*Exercise:*
From the line containing "trim in the photo above." to the end of the listing, copy each line exactly and leave out all others.

[[ Source material, beginning ]]

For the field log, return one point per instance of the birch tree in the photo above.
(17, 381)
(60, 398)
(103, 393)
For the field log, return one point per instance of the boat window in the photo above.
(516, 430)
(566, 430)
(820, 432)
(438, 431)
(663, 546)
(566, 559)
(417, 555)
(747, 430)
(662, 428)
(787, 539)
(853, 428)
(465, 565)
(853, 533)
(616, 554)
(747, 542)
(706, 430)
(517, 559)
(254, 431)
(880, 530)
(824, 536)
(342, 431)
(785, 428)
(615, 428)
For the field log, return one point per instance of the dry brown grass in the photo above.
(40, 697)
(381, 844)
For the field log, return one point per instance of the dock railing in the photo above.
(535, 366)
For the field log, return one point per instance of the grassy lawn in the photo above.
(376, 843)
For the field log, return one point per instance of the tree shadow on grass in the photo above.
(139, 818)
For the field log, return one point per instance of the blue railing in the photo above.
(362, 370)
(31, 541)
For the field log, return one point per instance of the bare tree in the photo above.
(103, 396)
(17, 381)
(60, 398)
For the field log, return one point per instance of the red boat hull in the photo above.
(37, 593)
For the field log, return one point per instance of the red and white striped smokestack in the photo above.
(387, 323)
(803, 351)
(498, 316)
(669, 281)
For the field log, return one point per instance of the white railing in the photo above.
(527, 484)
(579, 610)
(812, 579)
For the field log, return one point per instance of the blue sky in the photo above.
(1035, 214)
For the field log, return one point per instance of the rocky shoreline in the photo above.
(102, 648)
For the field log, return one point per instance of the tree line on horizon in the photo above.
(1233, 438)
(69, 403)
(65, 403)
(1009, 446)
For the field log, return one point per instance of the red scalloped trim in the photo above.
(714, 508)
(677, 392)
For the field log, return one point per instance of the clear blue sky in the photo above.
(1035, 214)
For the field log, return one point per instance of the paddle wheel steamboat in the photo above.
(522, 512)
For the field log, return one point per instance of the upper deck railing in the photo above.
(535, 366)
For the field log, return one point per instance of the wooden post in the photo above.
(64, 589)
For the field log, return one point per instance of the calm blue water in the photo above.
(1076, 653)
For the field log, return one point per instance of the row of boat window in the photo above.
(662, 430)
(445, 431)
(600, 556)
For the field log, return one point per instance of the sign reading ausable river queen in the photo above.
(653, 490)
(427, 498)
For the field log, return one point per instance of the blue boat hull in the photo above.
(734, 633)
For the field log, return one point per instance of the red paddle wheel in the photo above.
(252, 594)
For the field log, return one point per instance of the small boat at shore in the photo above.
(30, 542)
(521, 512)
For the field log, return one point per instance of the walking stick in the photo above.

[[ Source material, end ]]

*Finished exercise:*
For the field log, return one point per instance of the red scalloped trim in the photo above.
(714, 508)
(677, 392)
For the field log, return one point per instance of the clear blue sky in the photo above.
(1035, 214)
For the field log, return one point per instance of the paddle wheel steamboat in the photo above.
(522, 512)
For the field log, return one point per instance of the upper deck railing in the photo above.
(535, 366)
For the field log, return one point per instance of the wooden post in the photo above.
(64, 589)
For the field log, return one point per instance of the calm blue water in the photo above.
(1076, 653)
For the field log, return one point per instance of the row of boat window in the photo above.
(662, 430)
(445, 431)
(600, 556)
For the field log, return one point per instance of the sign reading ausable river queen in the photo above.
(653, 490)
(427, 498)
For the field log, return one point per instance of the blue boat hull in the photo above.
(734, 633)
For the field log, return one point per instance of the red paddle wheel in the photo above.
(252, 594)
For the field log, return one point per instance of the small boat at shore in the photo above.
(30, 542)
(521, 512)
For the field log, return one point per instance of the walking stick in the photo above.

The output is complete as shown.